§ **Exercise prompt**
Output these records as a two-column CSV with the header "instruction,polygons" and one row per record. Put the record's text under instruction and its full answer under polygons, each in one double-quoted field with line breaks replaced by spaces.

====== Records supplied

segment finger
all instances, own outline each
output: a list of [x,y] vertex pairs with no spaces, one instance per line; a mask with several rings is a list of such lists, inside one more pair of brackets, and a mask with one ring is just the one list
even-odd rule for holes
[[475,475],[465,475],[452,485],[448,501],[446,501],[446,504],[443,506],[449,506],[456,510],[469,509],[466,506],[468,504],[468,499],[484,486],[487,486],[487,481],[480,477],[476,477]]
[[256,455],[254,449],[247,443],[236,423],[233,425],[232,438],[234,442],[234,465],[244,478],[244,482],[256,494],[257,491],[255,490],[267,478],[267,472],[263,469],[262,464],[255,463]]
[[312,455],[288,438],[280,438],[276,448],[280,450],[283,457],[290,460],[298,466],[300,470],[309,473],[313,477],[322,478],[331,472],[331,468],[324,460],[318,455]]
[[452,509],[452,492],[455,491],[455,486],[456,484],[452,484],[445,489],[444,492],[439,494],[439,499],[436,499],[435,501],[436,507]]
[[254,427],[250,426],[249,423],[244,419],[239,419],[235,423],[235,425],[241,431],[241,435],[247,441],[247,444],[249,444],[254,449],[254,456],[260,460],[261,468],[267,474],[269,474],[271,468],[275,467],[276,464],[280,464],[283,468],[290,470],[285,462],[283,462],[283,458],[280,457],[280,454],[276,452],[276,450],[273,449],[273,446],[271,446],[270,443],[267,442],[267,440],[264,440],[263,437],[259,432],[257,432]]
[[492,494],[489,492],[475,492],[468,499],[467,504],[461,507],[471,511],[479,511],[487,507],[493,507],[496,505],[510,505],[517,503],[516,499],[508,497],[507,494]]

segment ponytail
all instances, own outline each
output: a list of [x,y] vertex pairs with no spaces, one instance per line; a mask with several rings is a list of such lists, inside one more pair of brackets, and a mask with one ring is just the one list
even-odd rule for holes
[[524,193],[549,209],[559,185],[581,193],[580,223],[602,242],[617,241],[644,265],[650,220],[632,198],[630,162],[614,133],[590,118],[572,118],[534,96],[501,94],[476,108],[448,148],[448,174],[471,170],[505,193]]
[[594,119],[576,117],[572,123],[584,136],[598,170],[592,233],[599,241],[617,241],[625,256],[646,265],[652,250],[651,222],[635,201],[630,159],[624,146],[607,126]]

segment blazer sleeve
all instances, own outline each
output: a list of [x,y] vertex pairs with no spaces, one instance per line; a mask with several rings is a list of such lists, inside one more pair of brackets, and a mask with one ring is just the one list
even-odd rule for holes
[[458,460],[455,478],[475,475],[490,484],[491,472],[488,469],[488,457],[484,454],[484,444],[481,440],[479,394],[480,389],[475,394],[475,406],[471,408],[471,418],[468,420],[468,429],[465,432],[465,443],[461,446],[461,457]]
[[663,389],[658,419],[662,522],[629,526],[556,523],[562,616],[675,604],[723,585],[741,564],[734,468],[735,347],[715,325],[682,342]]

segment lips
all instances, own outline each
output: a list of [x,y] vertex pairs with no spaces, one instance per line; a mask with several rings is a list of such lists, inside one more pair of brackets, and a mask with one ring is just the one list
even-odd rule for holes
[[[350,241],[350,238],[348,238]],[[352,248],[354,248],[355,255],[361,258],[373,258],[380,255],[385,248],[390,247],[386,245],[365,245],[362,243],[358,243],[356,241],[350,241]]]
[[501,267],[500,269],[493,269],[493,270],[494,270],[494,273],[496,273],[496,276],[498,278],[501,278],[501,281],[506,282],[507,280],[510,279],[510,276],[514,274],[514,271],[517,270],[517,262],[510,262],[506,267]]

============

§ **Exercise answer**
instruction,polygons
"segment finger all instances, own outline each output: a list of [x,y] vertex pairs with no spaces, one instance per line; a mask with several rings is a list of such lists, inside one more pair of brackets, and a mask with one ring is just the one list even-odd rule for holes","[[475,475],[465,475],[452,485],[448,501],[446,501],[446,504],[443,506],[449,506],[456,510],[469,509],[466,506],[468,504],[468,499],[484,486],[487,486],[487,481],[480,477],[476,477]] [[256,455],[254,449],[247,443],[236,423],[233,425],[232,438],[234,442],[234,465],[244,478],[244,482],[256,494],[257,491],[255,490],[267,478],[267,472],[263,469],[262,464],[255,463]] [[312,455],[288,438],[280,438],[276,448],[280,450],[283,457],[290,460],[298,466],[300,470],[309,473],[313,477],[322,478],[331,472],[331,468],[324,460],[318,455]] [[452,509],[452,492],[455,491],[455,486],[456,484],[452,484],[445,489],[444,492],[439,494],[439,499],[436,499],[435,501],[436,507]] [[254,427],[250,426],[249,423],[244,419],[239,419],[235,423],[235,425],[241,431],[241,435],[247,441],[247,444],[249,444],[254,449],[254,456],[260,460],[261,468],[267,474],[269,474],[271,468],[275,467],[276,464],[280,464],[283,468],[290,470],[285,462],[283,462],[283,458],[280,457],[280,454],[276,452],[276,450],[273,449],[273,446],[271,446],[270,443],[267,442],[267,440],[264,440],[263,437],[259,432],[257,432]] [[492,494],[489,492],[475,492],[468,499],[467,504],[461,507],[471,511],[479,511],[487,507],[493,507],[496,505],[510,505],[517,503],[516,499],[508,497],[507,494]]"
"segment ponytail all instances, own outline each output: a list of [x,y] vertex pairs with no spaces, one instance per line; a mask with several rings is a list of such lists, inside one more pair of brackets, and a mask with one ring is just the one list even-odd rule for holes","[[524,193],[549,209],[559,185],[581,193],[580,223],[602,242],[617,241],[644,265],[650,220],[632,198],[630,162],[614,133],[590,118],[572,118],[534,96],[501,94],[476,108],[448,148],[448,174],[471,170],[505,193]] [[594,119],[576,117],[572,123],[584,136],[598,170],[592,233],[599,241],[617,241],[625,256],[646,265],[652,250],[651,222],[635,201],[630,159],[624,146],[607,126]]"
"segment blazer sleeve all instances, own outline each output: a list of [x,y] vertex pairs with no spaces, one instance per line; a mask with several rings is a list of such lists, inside one more pair of brackets, and a mask with one ring is just the one list even-odd rule for holes","[[458,460],[455,478],[475,475],[490,484],[491,472],[488,469],[488,457],[484,454],[484,444],[481,440],[479,394],[480,389],[475,394],[475,406],[471,408],[471,418],[468,420],[468,429],[465,432],[465,443],[461,446],[461,457]] [[663,389],[658,419],[662,522],[629,526],[556,523],[562,616],[675,604],[723,585],[741,564],[734,468],[735,347],[715,325],[682,342]]"
"segment lips all instances, own outline each output: a list of [x,y] vertex pairs with no spaces, one instance per line; a mask with several rings is a list of such lists, inside one more pair of brackets, and a mask with one ring is just the one list even-odd rule for holes","[[[350,241],[350,238],[348,238]],[[352,248],[354,248],[355,255],[361,258],[373,258],[380,255],[385,248],[390,247],[386,245],[365,245],[362,243],[358,243],[356,241],[350,241]]] [[501,267],[500,269],[493,269],[493,270],[494,270],[494,273],[496,273],[496,276],[498,278],[501,278],[501,281],[506,282],[507,280],[510,279],[510,276],[514,274],[514,271],[517,270],[517,262],[510,262],[506,267]]"